━━ LISTING

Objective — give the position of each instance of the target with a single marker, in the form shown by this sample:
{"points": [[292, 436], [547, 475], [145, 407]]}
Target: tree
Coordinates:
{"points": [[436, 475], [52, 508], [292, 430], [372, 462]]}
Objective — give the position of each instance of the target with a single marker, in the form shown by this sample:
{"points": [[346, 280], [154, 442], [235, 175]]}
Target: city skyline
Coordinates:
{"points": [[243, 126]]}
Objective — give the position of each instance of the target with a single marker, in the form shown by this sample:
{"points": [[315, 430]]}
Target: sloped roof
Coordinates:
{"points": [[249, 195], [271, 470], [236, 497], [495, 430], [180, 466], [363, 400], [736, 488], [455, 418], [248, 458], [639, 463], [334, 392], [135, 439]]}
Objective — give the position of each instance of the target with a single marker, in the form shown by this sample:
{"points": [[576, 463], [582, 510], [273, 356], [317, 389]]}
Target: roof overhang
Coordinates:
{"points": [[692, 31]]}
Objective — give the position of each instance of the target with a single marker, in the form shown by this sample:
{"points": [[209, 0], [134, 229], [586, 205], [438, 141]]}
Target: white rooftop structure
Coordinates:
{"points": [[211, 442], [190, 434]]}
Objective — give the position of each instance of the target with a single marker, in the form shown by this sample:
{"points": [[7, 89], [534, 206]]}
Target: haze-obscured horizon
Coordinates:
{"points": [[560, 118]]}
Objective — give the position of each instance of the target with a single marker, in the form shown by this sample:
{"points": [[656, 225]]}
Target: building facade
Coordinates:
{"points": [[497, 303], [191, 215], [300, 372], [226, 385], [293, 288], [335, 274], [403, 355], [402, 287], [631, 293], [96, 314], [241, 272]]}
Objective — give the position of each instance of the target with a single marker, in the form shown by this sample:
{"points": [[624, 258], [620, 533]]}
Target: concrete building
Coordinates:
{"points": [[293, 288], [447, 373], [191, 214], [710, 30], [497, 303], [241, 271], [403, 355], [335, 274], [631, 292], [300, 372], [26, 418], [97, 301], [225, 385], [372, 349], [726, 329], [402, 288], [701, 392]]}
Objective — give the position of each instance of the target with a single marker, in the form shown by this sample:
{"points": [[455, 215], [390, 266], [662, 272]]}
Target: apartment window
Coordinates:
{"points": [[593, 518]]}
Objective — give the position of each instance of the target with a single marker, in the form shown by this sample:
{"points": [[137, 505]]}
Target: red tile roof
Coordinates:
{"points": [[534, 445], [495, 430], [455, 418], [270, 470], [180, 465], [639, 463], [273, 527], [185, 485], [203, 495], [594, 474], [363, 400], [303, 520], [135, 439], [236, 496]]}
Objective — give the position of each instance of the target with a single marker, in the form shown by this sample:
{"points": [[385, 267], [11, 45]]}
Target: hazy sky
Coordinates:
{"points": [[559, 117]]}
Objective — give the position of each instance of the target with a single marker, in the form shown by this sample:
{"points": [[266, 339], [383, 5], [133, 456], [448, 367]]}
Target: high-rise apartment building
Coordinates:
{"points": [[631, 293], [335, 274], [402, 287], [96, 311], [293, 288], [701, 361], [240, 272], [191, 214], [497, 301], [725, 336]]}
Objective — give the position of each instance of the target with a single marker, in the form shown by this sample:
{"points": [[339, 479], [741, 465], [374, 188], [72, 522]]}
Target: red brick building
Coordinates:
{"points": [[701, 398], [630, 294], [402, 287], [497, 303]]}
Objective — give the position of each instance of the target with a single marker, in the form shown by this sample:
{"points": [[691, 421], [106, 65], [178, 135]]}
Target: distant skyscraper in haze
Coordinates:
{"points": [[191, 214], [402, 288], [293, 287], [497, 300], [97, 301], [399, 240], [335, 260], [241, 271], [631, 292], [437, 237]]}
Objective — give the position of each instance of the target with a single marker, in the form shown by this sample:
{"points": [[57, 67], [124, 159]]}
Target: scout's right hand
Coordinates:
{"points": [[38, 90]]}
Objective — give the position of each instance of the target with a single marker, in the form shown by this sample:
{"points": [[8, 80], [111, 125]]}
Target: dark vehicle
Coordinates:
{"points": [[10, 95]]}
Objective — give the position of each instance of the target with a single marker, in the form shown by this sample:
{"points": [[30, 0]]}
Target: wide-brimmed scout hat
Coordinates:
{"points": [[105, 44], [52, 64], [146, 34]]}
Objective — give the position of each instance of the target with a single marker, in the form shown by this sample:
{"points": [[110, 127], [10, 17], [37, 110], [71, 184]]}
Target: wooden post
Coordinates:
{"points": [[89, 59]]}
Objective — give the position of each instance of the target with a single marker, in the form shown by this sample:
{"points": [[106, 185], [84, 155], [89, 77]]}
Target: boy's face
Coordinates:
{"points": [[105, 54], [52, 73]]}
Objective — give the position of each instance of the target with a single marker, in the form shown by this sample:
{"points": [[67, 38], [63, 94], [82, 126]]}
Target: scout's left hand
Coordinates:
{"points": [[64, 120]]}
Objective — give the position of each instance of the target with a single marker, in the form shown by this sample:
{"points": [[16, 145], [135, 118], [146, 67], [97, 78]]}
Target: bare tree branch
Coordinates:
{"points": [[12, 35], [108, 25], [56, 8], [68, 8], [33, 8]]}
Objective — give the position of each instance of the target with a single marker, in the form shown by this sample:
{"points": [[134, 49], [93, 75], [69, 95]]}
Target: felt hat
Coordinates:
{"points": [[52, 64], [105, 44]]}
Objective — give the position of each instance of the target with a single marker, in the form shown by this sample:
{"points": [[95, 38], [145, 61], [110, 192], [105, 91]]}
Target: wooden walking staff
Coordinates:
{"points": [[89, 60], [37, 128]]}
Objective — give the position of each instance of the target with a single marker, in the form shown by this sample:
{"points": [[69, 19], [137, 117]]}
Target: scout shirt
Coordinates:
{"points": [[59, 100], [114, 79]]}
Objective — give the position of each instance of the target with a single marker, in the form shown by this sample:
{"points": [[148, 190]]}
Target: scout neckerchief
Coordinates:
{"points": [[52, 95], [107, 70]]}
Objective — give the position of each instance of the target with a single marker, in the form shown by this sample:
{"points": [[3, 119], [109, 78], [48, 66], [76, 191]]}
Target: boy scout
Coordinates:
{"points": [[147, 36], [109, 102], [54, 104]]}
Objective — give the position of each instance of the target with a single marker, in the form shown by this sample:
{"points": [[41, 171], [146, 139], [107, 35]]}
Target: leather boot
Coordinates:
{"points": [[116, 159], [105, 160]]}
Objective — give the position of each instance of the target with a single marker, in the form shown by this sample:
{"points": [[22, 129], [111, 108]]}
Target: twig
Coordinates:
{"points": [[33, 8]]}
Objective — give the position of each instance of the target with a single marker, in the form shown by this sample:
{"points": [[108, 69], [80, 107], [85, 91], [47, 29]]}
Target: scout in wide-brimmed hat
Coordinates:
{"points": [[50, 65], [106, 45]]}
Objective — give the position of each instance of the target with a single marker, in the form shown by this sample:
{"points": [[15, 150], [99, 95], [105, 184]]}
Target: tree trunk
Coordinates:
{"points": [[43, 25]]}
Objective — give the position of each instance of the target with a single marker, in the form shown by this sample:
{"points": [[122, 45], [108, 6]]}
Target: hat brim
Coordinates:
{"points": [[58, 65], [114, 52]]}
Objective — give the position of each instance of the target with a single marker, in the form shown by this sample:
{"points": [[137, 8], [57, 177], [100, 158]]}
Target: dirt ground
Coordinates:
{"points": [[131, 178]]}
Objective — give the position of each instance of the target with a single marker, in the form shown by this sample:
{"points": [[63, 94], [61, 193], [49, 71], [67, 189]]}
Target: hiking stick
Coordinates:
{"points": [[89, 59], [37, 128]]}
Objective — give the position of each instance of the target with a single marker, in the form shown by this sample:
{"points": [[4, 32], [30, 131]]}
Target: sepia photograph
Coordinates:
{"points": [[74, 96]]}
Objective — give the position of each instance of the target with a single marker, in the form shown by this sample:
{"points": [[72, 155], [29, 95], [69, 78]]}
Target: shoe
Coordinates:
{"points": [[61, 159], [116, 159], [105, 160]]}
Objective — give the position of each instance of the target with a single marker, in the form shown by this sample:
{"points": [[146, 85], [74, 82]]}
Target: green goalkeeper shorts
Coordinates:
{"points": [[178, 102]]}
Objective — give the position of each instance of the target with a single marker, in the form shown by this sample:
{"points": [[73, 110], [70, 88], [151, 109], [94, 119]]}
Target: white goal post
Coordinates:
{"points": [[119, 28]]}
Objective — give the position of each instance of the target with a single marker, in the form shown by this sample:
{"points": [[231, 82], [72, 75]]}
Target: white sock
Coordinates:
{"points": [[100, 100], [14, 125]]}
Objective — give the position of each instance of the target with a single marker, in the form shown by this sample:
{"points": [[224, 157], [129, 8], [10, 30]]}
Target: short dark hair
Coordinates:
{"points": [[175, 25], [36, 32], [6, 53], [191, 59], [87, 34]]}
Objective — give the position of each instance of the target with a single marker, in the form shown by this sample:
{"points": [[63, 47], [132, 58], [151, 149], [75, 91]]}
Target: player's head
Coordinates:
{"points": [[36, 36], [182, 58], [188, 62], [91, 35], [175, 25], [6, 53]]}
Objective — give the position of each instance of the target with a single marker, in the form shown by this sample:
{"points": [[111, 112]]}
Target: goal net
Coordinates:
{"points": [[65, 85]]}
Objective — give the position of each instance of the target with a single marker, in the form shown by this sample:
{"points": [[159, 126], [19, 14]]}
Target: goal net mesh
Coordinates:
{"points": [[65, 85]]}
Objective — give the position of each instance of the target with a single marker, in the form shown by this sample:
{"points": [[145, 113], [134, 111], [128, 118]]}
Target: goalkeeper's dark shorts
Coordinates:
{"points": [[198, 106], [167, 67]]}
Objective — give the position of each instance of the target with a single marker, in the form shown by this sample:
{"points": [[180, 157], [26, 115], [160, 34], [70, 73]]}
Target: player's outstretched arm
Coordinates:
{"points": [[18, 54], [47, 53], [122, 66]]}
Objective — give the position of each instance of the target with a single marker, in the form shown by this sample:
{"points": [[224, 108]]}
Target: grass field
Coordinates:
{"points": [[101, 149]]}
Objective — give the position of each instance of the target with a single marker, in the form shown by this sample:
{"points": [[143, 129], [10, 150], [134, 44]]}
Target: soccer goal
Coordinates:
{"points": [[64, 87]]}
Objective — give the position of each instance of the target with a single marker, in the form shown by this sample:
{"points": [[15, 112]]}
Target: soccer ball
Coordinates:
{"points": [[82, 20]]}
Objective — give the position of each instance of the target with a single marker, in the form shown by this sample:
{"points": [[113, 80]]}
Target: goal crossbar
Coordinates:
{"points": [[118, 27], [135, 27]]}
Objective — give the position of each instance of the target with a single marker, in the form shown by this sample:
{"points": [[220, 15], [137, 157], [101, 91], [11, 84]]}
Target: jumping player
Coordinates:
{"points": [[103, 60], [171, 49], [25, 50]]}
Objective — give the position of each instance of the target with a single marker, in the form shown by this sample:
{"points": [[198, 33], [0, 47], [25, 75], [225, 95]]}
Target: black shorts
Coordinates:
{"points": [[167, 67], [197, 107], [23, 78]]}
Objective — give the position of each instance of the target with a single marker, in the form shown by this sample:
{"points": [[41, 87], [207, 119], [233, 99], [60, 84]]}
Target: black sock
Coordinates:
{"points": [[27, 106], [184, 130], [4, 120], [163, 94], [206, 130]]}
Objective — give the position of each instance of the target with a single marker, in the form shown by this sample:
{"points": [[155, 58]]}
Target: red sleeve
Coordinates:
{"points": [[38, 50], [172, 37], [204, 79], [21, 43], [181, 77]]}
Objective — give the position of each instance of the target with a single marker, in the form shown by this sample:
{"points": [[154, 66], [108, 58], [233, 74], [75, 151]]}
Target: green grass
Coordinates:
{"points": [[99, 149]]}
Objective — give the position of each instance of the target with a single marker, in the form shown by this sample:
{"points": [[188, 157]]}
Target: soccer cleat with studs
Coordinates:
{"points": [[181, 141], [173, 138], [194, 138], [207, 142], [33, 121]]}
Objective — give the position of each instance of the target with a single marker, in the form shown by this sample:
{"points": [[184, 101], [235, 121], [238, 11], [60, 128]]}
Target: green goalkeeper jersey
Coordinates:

━━━━

■ OBJECTIVE:
Pull out each line of the data that contains the word "wooden", matching its capitalization exactly.

■ EXPECTED OUTPUT:
Target: wooden post
Target: wooden walking staff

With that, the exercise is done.